Data entries:
§ §
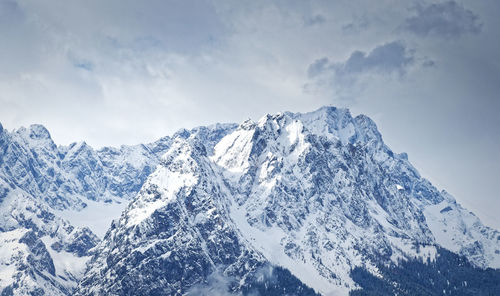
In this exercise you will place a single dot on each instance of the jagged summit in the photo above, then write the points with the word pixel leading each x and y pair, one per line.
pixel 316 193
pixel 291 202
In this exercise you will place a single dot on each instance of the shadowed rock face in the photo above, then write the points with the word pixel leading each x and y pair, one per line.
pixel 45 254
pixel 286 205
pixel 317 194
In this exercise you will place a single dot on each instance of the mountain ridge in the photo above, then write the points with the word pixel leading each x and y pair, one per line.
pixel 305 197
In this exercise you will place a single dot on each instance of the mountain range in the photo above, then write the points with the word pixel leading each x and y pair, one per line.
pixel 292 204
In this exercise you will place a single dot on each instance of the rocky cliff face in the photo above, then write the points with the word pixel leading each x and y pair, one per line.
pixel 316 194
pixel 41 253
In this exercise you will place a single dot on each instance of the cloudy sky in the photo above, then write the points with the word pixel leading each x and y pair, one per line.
§ §
Exercise instructions: Copy all of the material above word for word, leaving out the pictures.

The answer:
In this exercise you will place a single dot on each instance of the jagged summit in the photo above, then write the points with the word pixel leading each x and y pair, one per line.
pixel 316 193
pixel 291 202
In this exercise you will place a single dot on each instance of the shadowed rock face in the photo above, then write the points with the word pixel leading each x and y pair, one per line.
pixel 45 254
pixel 286 205
pixel 317 194
In this exercise you will place a single dot on each instance of the mountain ridge in the photo above, then write the points with the word pixel leading each x and y pair, one per line.
pixel 305 197
In this exercise you will place a single dot on each instance of the mountain range in the photo above, then write the points with the word pixel leading each x and y pair, one per line.
pixel 292 204
In this exercise you will place a single dot on each instance of the rocky cliff face in the photo above, then write the points with the word pixel leading each x and y pair, one per line.
pixel 316 194
pixel 41 253
In this exercise you will place a single dot on each instance of the cloudy sky in the photo above, then write the points with the word pixel leading each x and y pair, one per line.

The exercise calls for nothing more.